◆ **The problem**
Can you extract, word for word, the passage of the nuclear treaty interview below starting with "Matthew Bunn: Well, I" and going on through "strategic nuclear weapons."?

begin Selected text

Matthew Bunn: Well, I think this treaty and getting it ratified now and not later is very important for American security, for Russian security and actually for world security. In particular, people may not realize that there have been no inspections at all of Russia’s strategic nuclear weapons that may be aimed at us for coming up on a year now, since the START Treaty expired. And one of the very important functions of this treaty is to get those inspections going again. To have on-site inspectors, on the ground, keeping an eye on what Russia is doing with its strategic nuclear weapons.
Mullins: If the United States isn’t there checking Russia’s silos, are other countries there?
Bunn: No. Those inspections were only bilateral between the United States and Russia. And of course the treaty also results in real reductions in Russian nuclear weapons and in US nuclear weapons. And that’s an important thing for US national security. It’s also very important to the overall reset of relations with Russia that President Obama has been trying to accomplish, to get on to a more cooperative footing on nuclear matters with Russia, which is very important to our ability to address issues like Iran’s nuclear program or security for nuclear material, and making sure that the essential ingredients of nuclear bombs don’t fall into terrorist hands.

end Selected text
begin Record excerpts

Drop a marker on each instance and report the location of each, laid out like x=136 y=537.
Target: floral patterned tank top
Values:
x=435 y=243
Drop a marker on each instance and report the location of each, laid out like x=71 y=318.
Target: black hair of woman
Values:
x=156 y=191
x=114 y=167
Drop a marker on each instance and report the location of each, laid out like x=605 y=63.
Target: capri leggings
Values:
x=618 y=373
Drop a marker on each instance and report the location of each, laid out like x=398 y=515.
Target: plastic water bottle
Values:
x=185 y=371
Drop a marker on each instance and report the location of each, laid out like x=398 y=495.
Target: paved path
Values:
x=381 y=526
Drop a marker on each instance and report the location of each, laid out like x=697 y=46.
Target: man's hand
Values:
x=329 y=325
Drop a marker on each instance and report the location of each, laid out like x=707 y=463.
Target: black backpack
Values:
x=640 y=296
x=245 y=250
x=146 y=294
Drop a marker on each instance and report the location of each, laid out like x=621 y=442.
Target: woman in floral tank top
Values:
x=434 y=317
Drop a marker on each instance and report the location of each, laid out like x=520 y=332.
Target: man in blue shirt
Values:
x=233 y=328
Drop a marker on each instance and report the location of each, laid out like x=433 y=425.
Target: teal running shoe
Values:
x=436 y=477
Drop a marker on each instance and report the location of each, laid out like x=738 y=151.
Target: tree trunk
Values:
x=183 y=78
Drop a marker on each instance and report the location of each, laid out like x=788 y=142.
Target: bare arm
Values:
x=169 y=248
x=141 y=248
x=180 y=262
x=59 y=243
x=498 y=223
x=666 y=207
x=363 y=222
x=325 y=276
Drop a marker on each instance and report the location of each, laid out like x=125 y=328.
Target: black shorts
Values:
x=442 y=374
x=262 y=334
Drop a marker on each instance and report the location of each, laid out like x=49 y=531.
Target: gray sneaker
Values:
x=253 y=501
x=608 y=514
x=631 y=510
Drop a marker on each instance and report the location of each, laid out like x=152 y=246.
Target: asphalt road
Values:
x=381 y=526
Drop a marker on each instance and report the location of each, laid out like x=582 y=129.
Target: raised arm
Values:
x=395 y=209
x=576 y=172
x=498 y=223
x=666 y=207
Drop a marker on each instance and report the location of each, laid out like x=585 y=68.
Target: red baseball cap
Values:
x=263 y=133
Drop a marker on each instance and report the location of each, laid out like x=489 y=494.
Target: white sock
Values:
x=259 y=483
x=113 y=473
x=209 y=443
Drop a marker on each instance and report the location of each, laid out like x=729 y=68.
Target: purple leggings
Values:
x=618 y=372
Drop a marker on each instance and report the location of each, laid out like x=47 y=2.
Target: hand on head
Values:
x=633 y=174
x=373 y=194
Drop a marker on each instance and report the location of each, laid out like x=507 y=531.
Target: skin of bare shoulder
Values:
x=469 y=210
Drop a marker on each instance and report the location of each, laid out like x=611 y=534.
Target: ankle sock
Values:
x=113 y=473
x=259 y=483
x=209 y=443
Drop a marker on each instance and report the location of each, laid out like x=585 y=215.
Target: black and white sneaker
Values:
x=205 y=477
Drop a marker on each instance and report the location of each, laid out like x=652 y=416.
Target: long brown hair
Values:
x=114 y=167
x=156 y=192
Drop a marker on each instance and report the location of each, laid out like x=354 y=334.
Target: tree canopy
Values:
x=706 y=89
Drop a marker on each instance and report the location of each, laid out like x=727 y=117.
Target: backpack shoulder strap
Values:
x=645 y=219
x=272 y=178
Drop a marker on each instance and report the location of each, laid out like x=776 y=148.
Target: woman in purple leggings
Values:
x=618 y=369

end Record excerpts
begin Record excerpts

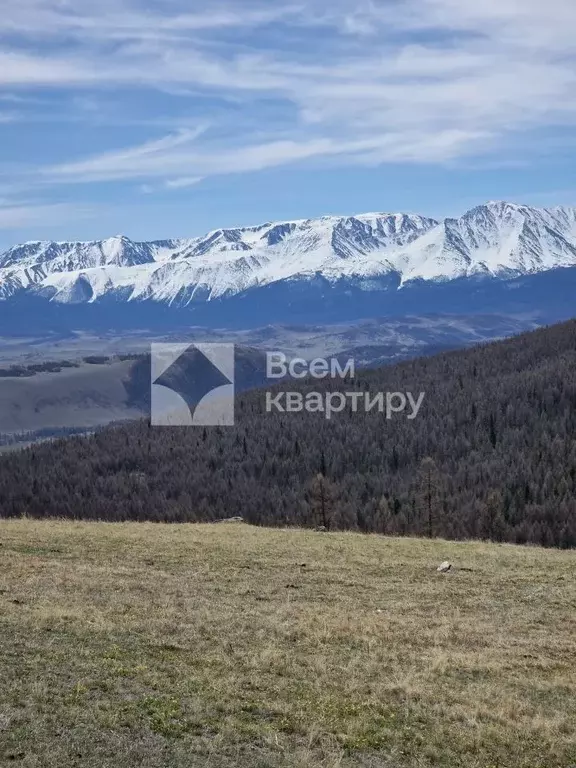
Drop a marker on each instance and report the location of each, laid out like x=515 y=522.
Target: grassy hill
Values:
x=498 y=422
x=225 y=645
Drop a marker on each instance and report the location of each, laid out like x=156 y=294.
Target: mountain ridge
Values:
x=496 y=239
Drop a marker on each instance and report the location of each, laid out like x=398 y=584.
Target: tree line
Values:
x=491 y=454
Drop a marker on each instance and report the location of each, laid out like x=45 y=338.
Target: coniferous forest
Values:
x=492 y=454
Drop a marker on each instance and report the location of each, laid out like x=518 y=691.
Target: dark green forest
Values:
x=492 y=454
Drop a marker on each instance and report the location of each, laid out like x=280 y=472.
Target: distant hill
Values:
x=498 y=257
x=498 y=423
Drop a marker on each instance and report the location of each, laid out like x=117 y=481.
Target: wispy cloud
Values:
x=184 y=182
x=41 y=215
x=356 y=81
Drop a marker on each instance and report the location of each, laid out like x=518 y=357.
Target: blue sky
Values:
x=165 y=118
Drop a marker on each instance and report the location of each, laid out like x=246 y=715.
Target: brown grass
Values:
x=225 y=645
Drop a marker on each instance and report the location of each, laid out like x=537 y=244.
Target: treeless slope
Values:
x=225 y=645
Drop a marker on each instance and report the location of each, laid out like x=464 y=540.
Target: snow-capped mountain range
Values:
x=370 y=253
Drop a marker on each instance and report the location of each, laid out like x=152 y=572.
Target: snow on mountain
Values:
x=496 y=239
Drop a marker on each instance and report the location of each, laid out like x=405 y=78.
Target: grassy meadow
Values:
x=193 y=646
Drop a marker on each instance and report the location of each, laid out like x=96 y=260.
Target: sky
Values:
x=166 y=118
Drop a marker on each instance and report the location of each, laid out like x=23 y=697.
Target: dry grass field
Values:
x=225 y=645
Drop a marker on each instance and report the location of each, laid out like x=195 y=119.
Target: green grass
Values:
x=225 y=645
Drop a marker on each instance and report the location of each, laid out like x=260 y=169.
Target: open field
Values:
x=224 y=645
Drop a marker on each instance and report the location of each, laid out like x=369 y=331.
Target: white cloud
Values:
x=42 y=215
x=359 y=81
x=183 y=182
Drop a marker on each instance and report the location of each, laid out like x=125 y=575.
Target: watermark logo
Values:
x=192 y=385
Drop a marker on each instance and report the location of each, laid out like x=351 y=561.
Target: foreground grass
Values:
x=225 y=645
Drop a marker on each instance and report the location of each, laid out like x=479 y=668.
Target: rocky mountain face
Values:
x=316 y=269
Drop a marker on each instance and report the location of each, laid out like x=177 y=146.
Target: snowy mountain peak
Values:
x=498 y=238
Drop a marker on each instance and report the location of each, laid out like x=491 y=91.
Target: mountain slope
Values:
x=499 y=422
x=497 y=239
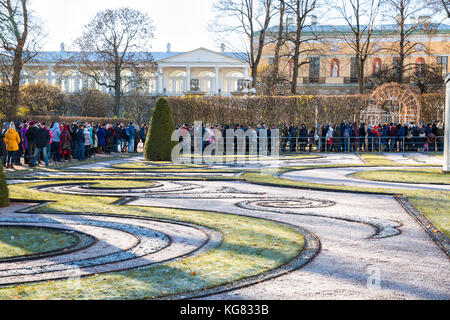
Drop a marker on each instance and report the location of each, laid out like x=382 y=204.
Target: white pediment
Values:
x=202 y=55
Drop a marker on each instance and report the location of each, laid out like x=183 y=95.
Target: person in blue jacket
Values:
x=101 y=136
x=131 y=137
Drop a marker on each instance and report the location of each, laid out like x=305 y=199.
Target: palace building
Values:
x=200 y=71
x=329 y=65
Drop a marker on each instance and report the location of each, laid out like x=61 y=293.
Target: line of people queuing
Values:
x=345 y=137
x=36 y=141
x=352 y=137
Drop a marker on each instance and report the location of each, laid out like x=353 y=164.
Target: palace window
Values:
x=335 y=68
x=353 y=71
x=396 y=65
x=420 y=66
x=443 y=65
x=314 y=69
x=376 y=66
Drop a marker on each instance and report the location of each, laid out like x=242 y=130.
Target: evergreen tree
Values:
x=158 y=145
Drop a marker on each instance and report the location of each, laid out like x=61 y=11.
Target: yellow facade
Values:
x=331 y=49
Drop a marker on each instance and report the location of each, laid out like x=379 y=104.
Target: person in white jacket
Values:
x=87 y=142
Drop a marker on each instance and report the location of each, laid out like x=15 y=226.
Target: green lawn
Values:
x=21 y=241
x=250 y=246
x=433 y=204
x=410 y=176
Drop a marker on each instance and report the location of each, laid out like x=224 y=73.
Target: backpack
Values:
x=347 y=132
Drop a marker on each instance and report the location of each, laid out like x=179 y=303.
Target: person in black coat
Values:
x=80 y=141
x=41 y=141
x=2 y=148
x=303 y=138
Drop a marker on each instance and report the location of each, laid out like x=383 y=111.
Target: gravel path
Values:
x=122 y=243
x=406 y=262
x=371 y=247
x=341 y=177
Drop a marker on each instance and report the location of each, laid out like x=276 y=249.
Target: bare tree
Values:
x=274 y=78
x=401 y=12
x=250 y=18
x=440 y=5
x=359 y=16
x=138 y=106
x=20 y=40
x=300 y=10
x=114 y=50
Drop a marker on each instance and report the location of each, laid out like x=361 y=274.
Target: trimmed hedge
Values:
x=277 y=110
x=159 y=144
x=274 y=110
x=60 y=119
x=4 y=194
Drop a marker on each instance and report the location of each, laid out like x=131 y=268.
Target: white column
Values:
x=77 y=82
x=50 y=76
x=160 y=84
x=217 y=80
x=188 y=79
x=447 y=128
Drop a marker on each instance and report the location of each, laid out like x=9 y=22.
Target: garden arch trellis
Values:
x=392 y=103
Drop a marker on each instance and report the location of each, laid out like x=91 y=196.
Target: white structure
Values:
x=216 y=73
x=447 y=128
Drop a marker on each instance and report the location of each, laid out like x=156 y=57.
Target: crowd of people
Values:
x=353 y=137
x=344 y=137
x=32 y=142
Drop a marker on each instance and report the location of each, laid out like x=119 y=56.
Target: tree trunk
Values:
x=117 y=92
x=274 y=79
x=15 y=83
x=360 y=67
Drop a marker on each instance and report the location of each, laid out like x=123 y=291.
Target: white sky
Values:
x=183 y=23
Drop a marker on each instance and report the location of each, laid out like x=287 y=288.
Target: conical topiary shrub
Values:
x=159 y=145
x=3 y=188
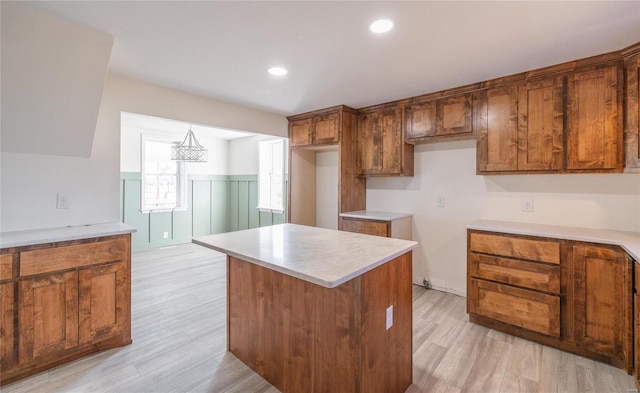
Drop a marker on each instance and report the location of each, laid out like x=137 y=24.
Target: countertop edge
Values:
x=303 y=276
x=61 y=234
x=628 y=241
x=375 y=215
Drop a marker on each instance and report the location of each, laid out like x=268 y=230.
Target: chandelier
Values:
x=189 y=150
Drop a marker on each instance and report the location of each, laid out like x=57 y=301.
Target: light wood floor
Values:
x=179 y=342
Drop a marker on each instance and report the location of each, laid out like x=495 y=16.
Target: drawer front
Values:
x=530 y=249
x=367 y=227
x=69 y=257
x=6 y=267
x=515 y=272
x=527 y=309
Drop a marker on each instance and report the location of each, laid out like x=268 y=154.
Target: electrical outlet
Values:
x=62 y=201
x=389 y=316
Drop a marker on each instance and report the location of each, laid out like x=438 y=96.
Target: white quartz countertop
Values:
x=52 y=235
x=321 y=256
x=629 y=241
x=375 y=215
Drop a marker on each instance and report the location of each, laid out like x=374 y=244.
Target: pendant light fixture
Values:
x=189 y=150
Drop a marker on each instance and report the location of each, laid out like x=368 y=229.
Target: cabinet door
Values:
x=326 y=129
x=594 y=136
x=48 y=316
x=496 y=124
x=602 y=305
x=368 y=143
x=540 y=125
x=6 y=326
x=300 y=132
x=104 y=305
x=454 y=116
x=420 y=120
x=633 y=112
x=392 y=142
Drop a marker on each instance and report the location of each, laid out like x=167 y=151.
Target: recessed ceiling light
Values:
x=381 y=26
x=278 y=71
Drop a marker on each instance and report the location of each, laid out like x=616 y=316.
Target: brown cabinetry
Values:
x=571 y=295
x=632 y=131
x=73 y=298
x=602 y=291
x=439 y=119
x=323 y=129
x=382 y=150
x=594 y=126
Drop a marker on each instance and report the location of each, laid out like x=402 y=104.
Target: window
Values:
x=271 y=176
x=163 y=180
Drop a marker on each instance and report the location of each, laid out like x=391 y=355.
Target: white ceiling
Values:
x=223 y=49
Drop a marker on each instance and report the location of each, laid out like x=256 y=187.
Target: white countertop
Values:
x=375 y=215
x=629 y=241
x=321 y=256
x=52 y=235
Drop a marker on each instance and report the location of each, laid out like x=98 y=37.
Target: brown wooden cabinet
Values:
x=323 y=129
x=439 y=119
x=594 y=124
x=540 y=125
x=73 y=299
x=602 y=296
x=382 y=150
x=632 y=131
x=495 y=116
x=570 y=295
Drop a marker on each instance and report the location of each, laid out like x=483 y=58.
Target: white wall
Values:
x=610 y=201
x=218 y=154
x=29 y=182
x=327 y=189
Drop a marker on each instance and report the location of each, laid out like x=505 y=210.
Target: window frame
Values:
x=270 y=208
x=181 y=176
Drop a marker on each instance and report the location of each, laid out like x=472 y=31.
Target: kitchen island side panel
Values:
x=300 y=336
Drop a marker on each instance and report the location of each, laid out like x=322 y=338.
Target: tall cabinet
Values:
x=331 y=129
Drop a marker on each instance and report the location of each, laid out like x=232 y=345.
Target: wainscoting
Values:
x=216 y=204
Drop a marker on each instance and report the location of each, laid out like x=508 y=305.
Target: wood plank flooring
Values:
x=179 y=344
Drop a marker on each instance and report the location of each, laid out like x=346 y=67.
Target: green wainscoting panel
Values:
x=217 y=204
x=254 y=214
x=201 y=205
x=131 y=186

end Record excerpts
begin Record excerpts

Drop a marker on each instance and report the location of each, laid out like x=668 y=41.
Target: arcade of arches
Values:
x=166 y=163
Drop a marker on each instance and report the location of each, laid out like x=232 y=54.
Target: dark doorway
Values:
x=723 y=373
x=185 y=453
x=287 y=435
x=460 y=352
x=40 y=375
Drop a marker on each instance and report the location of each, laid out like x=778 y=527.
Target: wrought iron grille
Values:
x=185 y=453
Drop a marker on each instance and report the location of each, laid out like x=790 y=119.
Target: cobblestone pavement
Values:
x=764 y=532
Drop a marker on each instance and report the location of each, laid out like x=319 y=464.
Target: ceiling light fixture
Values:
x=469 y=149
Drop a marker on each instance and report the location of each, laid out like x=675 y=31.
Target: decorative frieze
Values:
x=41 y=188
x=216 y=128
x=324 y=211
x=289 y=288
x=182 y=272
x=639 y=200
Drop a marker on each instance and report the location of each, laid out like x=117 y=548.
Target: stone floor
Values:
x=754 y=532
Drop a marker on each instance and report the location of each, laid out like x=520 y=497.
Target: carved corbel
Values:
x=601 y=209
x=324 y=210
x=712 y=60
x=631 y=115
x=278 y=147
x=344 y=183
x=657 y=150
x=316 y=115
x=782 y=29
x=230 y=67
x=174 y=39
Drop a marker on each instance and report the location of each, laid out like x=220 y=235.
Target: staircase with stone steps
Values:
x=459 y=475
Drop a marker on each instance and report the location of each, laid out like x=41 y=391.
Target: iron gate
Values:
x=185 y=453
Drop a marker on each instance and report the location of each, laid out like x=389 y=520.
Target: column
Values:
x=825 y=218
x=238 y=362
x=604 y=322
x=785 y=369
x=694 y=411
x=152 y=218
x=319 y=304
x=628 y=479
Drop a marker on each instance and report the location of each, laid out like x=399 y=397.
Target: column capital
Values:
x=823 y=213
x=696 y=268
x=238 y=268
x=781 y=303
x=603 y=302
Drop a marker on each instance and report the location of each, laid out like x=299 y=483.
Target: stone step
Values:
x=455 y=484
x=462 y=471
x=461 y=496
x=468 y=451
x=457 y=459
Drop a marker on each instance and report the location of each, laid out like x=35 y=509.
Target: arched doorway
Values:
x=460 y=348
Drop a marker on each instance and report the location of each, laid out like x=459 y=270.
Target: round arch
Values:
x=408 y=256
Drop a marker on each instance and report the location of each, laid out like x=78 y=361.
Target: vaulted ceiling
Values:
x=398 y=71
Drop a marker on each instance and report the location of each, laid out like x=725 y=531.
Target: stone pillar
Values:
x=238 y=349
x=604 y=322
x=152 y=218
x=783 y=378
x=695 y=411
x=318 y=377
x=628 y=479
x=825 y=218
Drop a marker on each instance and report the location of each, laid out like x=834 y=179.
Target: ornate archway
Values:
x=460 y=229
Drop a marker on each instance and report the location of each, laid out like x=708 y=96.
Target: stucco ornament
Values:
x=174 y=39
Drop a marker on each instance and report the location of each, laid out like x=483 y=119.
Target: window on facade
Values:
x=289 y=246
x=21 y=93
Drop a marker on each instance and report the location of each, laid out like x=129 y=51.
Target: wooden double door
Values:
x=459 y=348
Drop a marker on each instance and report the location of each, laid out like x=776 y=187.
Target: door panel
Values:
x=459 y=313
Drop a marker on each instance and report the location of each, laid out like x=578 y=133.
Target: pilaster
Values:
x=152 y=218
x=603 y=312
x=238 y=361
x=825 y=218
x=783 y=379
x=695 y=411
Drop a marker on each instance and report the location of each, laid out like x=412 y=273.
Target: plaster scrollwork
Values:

end Record excerpts

◆ **The result**
Matthew Bunn: Well, I think this treaty and getting it ratified now and not later is very important for American security, for Russian security and actually for world security. In particular, people may not realize that there have been no inspections at all of Russia’s strategic nuclear weapons that may be aimed at us for coming up on a year now, since the START Treaty expired. And one of the very important functions of this treaty is to get those inspections going again. To have on-site inspectors, on the ground, keeping an eye on what Russia is doing with its strategic nuclear weapons.